(Stored items)
--------

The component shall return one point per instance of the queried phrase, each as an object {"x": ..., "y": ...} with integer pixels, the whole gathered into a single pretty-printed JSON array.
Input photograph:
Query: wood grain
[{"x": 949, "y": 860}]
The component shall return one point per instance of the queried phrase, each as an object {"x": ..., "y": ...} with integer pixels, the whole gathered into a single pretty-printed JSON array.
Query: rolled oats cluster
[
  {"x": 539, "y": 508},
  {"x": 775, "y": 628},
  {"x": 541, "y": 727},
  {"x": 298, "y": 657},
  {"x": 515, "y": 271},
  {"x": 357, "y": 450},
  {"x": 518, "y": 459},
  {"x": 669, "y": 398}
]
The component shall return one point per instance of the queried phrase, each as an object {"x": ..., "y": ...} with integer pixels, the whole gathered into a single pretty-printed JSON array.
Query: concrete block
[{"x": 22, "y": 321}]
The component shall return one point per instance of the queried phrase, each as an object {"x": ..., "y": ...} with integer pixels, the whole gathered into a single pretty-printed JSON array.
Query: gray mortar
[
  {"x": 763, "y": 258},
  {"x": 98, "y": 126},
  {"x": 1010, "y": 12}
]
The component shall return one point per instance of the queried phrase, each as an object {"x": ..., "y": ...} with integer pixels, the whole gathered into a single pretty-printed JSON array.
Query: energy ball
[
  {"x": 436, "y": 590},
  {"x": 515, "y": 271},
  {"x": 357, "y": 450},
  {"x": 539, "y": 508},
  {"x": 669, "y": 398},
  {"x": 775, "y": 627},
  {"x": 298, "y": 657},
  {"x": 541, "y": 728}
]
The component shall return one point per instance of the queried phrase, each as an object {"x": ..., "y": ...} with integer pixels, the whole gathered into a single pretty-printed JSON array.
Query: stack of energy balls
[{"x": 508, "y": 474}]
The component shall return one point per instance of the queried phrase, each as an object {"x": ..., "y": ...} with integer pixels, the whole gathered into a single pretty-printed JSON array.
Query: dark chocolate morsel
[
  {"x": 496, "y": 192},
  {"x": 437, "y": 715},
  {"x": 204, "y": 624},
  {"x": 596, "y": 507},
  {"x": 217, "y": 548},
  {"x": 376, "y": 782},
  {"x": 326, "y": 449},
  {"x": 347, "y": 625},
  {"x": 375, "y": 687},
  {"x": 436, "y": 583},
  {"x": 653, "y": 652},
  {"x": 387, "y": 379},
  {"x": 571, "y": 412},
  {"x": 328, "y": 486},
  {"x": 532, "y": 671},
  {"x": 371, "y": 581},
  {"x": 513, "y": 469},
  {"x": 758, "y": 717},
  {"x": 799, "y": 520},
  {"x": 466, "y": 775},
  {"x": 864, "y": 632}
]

--------

Task statement: Retype the records above so that nothing differs from the original.

Written answer:
The component shall return one point per instance of the queried phrase, each as an object {"x": ..., "y": ...} with integer pixels, the whole gathered into a single pretty-printed JSON array.
Input photograph:
Query: wood grain
[{"x": 949, "y": 860}]
The component shall return one point per instance of the queried phrase, each as an object {"x": ..., "y": ...} with integer pixels, the whole gathered into a single pretty-printed JSON array.
Query: rolled oats cluster
[
  {"x": 539, "y": 508},
  {"x": 775, "y": 628},
  {"x": 541, "y": 727},
  {"x": 298, "y": 657},
  {"x": 515, "y": 271},
  {"x": 357, "y": 450},
  {"x": 518, "y": 459},
  {"x": 669, "y": 398}
]
The component shall return one point per instance of the queried phrase, each as an object {"x": ..., "y": ...} with integer pixels, the whole gathered into a single pretty-printed JSON array.
Query: concrete block
[{"x": 22, "y": 321}]
The component shall return one point per instance of the queried phrase, each as an object {"x": ..., "y": ...} with integer pixels, the whole gathered into a single pretty-printed JSON array.
Query: gray mortar
[
  {"x": 763, "y": 258},
  {"x": 98, "y": 126},
  {"x": 1010, "y": 12}
]
The component shall return one point per instance of the queried phrase, each as an object {"x": ..., "y": ...} with integer pixels, the whole gathered into a single pretty-printed JSON array.
Query: energy ball
[
  {"x": 436, "y": 590},
  {"x": 515, "y": 271},
  {"x": 357, "y": 450},
  {"x": 539, "y": 508},
  {"x": 669, "y": 398},
  {"x": 775, "y": 627},
  {"x": 298, "y": 657},
  {"x": 541, "y": 728}
]
The component shall return one point per instance of the queried phrase, each as an object {"x": ..., "y": ...} with integer pixels, the whole gathered into a single pretty-printed JSON array.
Query: stack of energy balls
[{"x": 508, "y": 474}]
The component shall return one point per instance of the queried phrase, each as an object {"x": ..., "y": ...} with integer pixels, the whole gathered into a single pretty-printed JSON array.
Query: dark chocolate morsel
[
  {"x": 496, "y": 192},
  {"x": 437, "y": 715},
  {"x": 204, "y": 624},
  {"x": 596, "y": 507},
  {"x": 217, "y": 548},
  {"x": 376, "y": 782},
  {"x": 326, "y": 449},
  {"x": 347, "y": 625},
  {"x": 375, "y": 687},
  {"x": 436, "y": 583},
  {"x": 653, "y": 652},
  {"x": 387, "y": 379},
  {"x": 571, "y": 412},
  {"x": 328, "y": 486},
  {"x": 532, "y": 671},
  {"x": 371, "y": 581},
  {"x": 513, "y": 469},
  {"x": 758, "y": 717},
  {"x": 799, "y": 520},
  {"x": 466, "y": 775},
  {"x": 864, "y": 632}
]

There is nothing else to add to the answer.